§ TASK DIRECTIONS: Working from the entries that follow, retype each one without any alteration.

========

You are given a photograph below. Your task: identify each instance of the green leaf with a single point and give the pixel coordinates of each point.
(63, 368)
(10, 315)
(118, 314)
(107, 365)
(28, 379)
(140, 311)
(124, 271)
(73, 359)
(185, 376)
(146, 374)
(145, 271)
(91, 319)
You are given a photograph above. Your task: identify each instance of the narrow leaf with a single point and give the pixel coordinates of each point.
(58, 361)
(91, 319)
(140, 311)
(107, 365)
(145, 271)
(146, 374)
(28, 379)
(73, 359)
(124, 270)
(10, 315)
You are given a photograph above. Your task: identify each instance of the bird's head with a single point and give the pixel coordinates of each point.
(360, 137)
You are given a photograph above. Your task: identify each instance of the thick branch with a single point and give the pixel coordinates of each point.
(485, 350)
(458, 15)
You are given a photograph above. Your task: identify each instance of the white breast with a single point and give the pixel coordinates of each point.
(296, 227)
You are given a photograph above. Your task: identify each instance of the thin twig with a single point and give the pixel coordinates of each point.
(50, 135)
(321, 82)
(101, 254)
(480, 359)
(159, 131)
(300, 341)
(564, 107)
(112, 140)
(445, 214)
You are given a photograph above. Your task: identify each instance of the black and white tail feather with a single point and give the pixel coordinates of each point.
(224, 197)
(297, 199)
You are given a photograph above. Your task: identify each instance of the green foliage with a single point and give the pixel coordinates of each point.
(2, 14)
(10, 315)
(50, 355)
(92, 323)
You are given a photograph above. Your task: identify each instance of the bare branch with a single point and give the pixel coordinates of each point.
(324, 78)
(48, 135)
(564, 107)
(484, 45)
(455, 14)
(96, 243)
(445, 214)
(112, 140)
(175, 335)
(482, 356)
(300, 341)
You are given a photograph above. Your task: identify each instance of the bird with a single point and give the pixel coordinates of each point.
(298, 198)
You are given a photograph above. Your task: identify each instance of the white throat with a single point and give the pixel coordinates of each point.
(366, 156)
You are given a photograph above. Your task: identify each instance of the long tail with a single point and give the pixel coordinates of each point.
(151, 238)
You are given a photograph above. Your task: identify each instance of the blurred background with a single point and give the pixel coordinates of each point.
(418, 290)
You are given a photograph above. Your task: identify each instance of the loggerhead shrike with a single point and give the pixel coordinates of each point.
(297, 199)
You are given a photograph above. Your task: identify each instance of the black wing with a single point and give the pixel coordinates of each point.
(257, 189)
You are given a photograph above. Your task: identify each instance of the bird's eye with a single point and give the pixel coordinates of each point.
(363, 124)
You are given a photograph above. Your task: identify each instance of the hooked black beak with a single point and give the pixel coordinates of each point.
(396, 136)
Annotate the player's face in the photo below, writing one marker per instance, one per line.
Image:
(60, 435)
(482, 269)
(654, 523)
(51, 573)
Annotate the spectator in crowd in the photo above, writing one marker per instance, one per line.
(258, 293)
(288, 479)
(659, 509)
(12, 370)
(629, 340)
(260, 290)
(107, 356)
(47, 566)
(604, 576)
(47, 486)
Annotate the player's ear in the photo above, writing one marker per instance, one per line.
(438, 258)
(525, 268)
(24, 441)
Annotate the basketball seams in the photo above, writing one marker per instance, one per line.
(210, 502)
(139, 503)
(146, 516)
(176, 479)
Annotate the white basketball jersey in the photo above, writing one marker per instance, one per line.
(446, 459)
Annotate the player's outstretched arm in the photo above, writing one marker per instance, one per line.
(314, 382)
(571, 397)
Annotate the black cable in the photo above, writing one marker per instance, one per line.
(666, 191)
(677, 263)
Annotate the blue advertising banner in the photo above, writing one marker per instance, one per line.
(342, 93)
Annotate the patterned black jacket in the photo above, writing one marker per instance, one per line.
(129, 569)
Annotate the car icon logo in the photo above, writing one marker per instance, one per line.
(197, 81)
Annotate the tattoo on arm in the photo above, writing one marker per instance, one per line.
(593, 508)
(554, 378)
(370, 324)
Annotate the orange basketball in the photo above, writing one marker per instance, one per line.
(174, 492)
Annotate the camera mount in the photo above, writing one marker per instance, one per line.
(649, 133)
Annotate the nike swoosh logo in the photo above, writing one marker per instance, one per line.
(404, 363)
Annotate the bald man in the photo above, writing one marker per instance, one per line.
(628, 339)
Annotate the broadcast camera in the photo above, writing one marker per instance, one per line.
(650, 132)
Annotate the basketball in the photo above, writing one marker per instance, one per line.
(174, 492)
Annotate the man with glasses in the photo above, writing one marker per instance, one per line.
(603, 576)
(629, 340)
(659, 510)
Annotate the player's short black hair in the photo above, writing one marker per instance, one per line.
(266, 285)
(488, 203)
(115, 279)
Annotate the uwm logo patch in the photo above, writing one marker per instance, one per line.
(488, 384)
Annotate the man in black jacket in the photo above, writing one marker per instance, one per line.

========

§ WRITTEN RESPONSE:
You are given a photograph below. Your task: identify each instance of the green leaf with a single point and give the pixel coordinates of each point.
(63, 368)
(10, 315)
(118, 314)
(107, 365)
(28, 379)
(140, 311)
(124, 271)
(73, 359)
(185, 376)
(146, 374)
(145, 271)
(91, 319)
You are given a photograph above. Your task: identify each instance of the narrow leaf with a single point and give the pixel coordinates of each point.
(58, 361)
(91, 319)
(140, 311)
(107, 365)
(145, 271)
(146, 374)
(28, 379)
(73, 359)
(124, 270)
(10, 315)
You are given a photograph above. Your task: identify each instance of the bird's head with a single point and give the pixel coordinates of each point.
(360, 137)
You are given a photograph above. Your task: identify each instance of the thick branch with a single point and give the pixel coordinates of each point.
(485, 350)
(458, 15)
You are given a photograph above. Your task: identify each instance of the white breast with a single point and give the pixel coordinates of each point.
(296, 227)
You are given a photograph above. Your task: identify each instance of the thin twig with a single point and give the pixel coordinates of each point.
(50, 135)
(321, 82)
(101, 254)
(480, 359)
(159, 131)
(300, 341)
(564, 107)
(112, 140)
(445, 214)
You are given a photograph above. Your task: identify each instance of the black and white tail feather with a single point and give the pixel coordinates of each point.
(224, 197)
(297, 199)
You are given a photograph above. Your task: identify each instance of the green foliage with a single point and give the pixel coordinates of each point.
(2, 14)
(10, 315)
(50, 355)
(92, 323)
You are given a photograph above. Your task: identify each instance of the bare branch with a single point and give the pixel coordinates of each point.
(324, 78)
(48, 135)
(564, 107)
(484, 45)
(455, 14)
(96, 243)
(445, 214)
(112, 140)
(175, 335)
(482, 356)
(300, 341)
You are given a photograph above. Your task: identify each instance of the bird with a single point and give the pixel coordinates of each point.
(298, 198)
You are given a photograph above. Your task: identify each instance of the white throat with a single point and give the pixel coordinates of each point.
(366, 156)
You are given a photograph above. Your task: identify each instance of the long tail with a single point and give the pixel coordinates of each point.
(151, 238)
You are given a photograph above. Your task: identify each instance of the blurred background with a single point and give the pixel coordinates of each point.
(418, 290)
You are given a photograph above. Your task: identify each instance of the loggerhead shrike with a single point and give the pixel coordinates of each point.
(297, 199)
You are given a photograph above. Your task: identify each instance of the black wing with a single point and give the pixel coordinates of each point.
(257, 189)
You are given a photograph above. Your task: identify each instance of the bird's eye with a single point and give the pixel coordinates of each point.
(363, 124)
You are given a photograph above. Your task: identify each instance of the hooked black beak with a single point and give the pixel coordinates of each point.
(396, 136)
Annotate the player's face in the photo below, writing one marker per instance, one per line.
Image:
(60, 435)
(482, 269)
(654, 523)
(51, 573)
Annotate the spectator in crowd in the photo above, writing one marker per instance, one per line.
(258, 293)
(288, 479)
(659, 509)
(12, 370)
(629, 340)
(260, 290)
(107, 356)
(47, 566)
(604, 576)
(47, 486)
Annotate the player's ear in the photo above, writing one marker per instance, one per line.
(438, 258)
(525, 268)
(24, 441)
Annotate the basketball seams in the photo above, writing one marker per instance, one per line.
(210, 502)
(139, 503)
(146, 516)
(176, 479)
Annotate the white basketball jersey in the photo above, writing one marker per instance, one per line.
(446, 459)
Annotate the player's outstretched arm in the photo above, writing one marker per instance, one per line.
(314, 382)
(571, 397)
Annotate the black cable in the photo above, writing one marker per instance, one per line.
(666, 191)
(677, 263)
Annotate the blue advertising banner in the photo above, writing one marker per instance, one per line.
(342, 93)
Annotate the patterned black jacket in the photo above, writing one marker per instance, one per line.
(129, 569)
Annotate the car icon logo in the photo above, writing one marker per instance, one per line.
(197, 81)
Annotate the tattoo on arm in the photo above, writing one marker per instance, one per line.
(593, 508)
(554, 378)
(370, 324)
Annotate the orange basketball in the photo above, writing one marker per instance, one per line.
(174, 492)
Annotate the camera mount in the photo above, writing one marker per instance, one per line.
(649, 133)
Annotate the nike swoosh logo in the photo above, writing one marker per instance, one per line.
(404, 363)
Annotate the bald man in the photo above, writing one marker per instance, one per line.
(628, 339)
Annotate the broadcast camera in the photo above, writing one marker per instance, one per line.
(650, 132)
Annotate the basketball in the photo above, writing one marker per instance, one per line.
(174, 492)
Annotate the man with glasses in the photo above, writing one marker per instance, one per line.
(603, 576)
(629, 340)
(659, 510)
Annotate the player's short black hair in the photo above, writing one marker per instance, one per line.
(266, 285)
(488, 203)
(115, 279)
Annotate the uwm logo patch in the photo above, writing one marker per instance, one per line.
(488, 384)
Annotate the man in black jacket in the photo above, writing one marker per instance, one per line.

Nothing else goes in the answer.